▼

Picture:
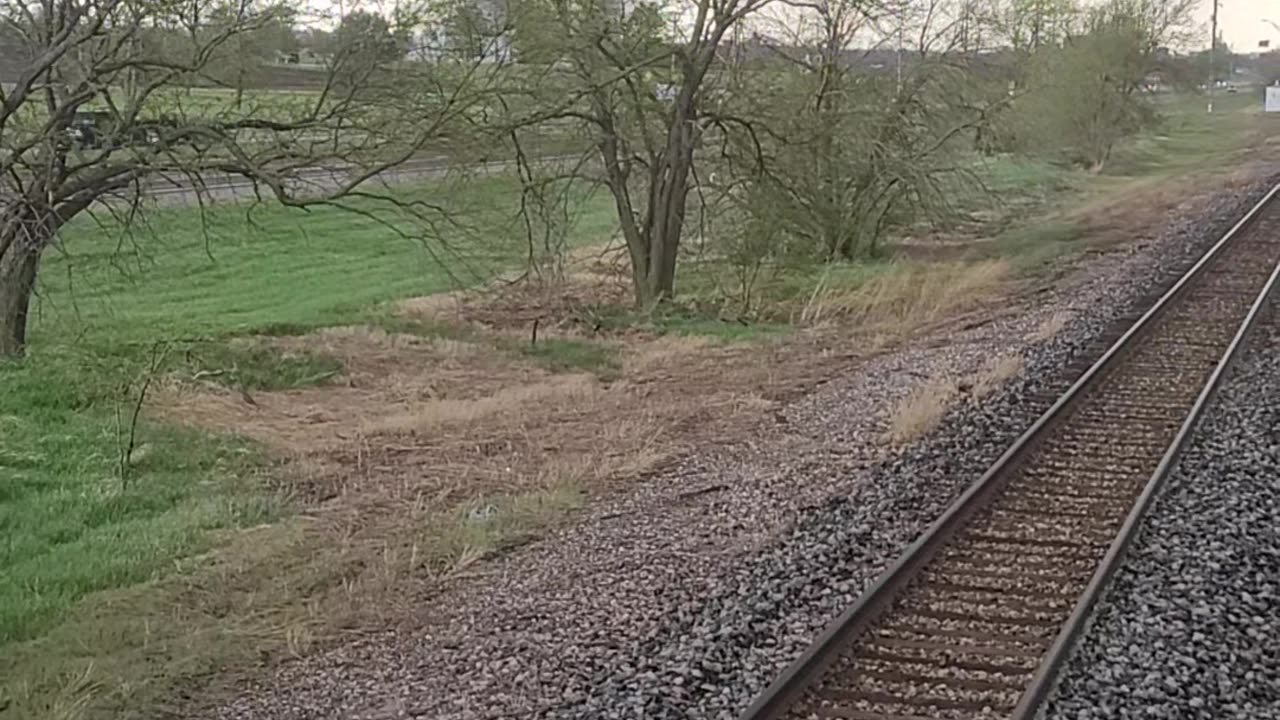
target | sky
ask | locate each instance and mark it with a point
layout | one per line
(1242, 22)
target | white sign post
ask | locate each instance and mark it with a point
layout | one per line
(1272, 101)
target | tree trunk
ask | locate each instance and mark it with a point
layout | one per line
(17, 282)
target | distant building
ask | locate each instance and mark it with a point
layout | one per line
(484, 35)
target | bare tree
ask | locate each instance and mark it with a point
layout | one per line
(636, 90)
(1083, 91)
(845, 142)
(115, 98)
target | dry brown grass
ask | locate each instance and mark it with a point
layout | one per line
(432, 415)
(1050, 327)
(993, 376)
(927, 404)
(663, 351)
(910, 296)
(920, 410)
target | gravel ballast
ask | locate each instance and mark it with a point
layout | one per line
(685, 597)
(1189, 627)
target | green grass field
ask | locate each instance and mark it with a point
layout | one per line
(74, 525)
(71, 524)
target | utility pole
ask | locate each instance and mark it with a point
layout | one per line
(1212, 48)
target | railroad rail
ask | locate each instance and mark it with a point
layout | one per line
(977, 616)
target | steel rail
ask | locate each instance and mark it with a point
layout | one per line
(808, 668)
(1046, 674)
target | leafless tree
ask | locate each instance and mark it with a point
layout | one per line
(115, 98)
(632, 81)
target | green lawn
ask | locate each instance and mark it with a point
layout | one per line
(69, 523)
(73, 524)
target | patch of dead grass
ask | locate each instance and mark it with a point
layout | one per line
(920, 410)
(993, 376)
(662, 351)
(432, 415)
(910, 296)
(927, 404)
(1050, 327)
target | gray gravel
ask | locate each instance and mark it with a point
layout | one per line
(675, 602)
(1191, 627)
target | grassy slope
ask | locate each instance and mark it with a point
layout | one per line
(72, 527)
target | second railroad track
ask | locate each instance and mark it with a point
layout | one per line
(976, 618)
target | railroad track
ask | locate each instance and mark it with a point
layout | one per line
(976, 618)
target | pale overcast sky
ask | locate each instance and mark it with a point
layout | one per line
(1243, 22)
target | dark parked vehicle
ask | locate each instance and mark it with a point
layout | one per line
(96, 128)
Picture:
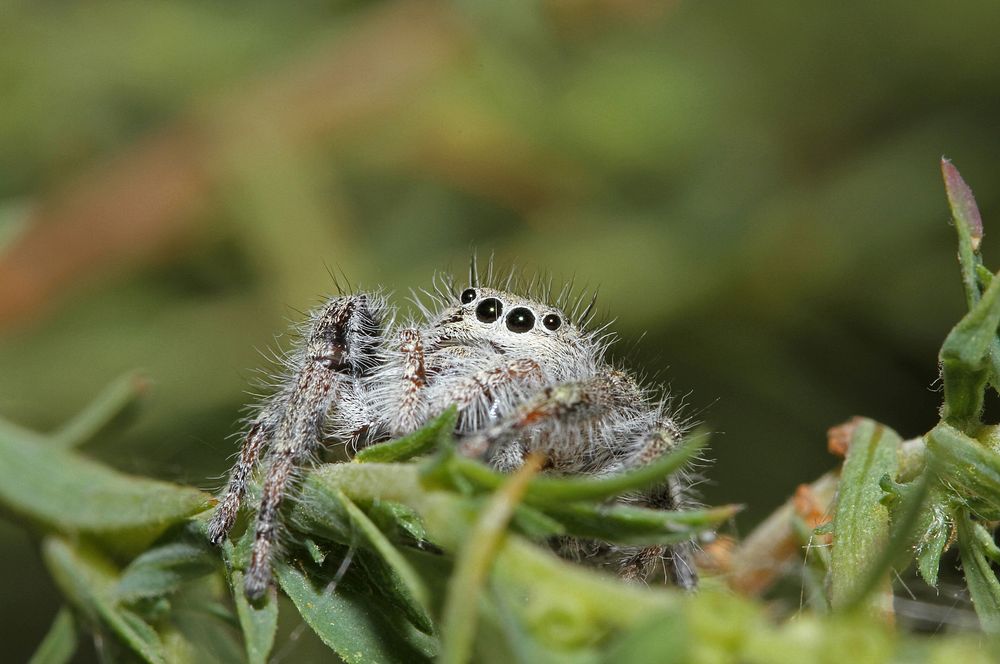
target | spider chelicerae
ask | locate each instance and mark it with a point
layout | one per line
(524, 375)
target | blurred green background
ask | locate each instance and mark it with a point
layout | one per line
(754, 186)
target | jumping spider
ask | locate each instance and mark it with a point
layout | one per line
(524, 376)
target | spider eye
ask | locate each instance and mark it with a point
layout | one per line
(520, 320)
(488, 310)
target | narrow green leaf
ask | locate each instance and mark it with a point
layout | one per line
(543, 490)
(89, 584)
(110, 406)
(965, 464)
(934, 534)
(435, 433)
(411, 591)
(535, 524)
(472, 564)
(966, 360)
(902, 531)
(861, 522)
(161, 570)
(626, 524)
(68, 492)
(349, 621)
(987, 543)
(969, 225)
(258, 621)
(980, 577)
(660, 639)
(398, 521)
(59, 643)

▲

» **What to work on**:
All of the data above must be printed exactly, minus its pictures.

» **Answer section**:
Picture:
target | sky
ask | locate each instance and mark it with a point
layout | one per line
(1242, 22)
target | white sign post
ask | locate each instance and mark it with a point
layout | one per line
(1272, 101)
target | tree trunk
ask | locate each instance and mark it with a point
layout | one per line
(17, 282)
target | distant building
ask | locate each instance and mark it with a point
layout | one per line
(484, 35)
target | bare tree
ask | locate each instance and mark it with a point
layout | one per line
(636, 90)
(1083, 91)
(845, 142)
(115, 98)
target | dry brown grass
ask | locate each instance and mark it with a point
layout | one per line
(432, 415)
(1050, 327)
(993, 376)
(927, 404)
(663, 351)
(910, 296)
(920, 410)
target | gravel ballast
ask | locate each instance and mark it with a point
layout | one per line
(685, 597)
(1189, 627)
target | green grass field
ask | locate each instance and mark it with a point
layout | one per line
(74, 525)
(71, 524)
target | utility pole
ask | locate each instance and mark it with a point
layout | one per line
(1212, 48)
target | railroad rail
ask | locate each instance and mark it with a point
layout | one per line
(977, 616)
target | steel rail
ask | locate each instance and mark it with a point
layout | one per line
(808, 668)
(1046, 674)
target | leafless tree
ask | locate each instance and mark it with a point
layout | one per line
(115, 98)
(632, 81)
target | green lawn
ask | locate each instance and mark it with a point
layout | one per line
(69, 523)
(73, 524)
target | patch of dead grass
ask | locate each instance and mark it with a point
layout | one per line
(920, 410)
(993, 376)
(662, 351)
(432, 415)
(910, 296)
(927, 404)
(1050, 327)
target | gray gravel
ask | locate each instance and mark it with a point
layout | one per line
(675, 602)
(1191, 627)
target | grassy slope
ask | locate each instance and mark it with a point
layout | one per line
(72, 527)
target | second railroad track
ask | locate each instance and mark it with a point
layout | one per line
(976, 618)
target | railroad track
ask | locate each instance and mark it with a point
layout | one per line
(976, 618)
target | pale overcast sky
ask | locate each instance and mark it with a point
layout | one per line
(1243, 22)
target | dark parked vehicle
ask | locate each instance and mark it with a point
layout | one per line
(96, 128)
Picture:
target | spider chelicerae
ask | locate each instance and mark it with a point
layout | one per line
(524, 375)
target | blurred green background
ask | locate each instance and mark it with a point
layout | one per line
(754, 186)
target | jumping spider
ask | locate each instance and mark it with a point
layout | one per line
(524, 376)
target | spider eye
ask | locate each instance and mark it with a point
layout | one per line
(520, 320)
(488, 310)
target | narrow green leaf
ask | locate each instance and mark it with a point
layout | one per line
(543, 490)
(89, 584)
(110, 406)
(965, 464)
(934, 534)
(435, 433)
(411, 591)
(535, 524)
(472, 564)
(966, 360)
(902, 531)
(861, 522)
(161, 570)
(626, 524)
(68, 492)
(349, 621)
(987, 543)
(969, 225)
(258, 621)
(980, 577)
(660, 639)
(398, 521)
(59, 643)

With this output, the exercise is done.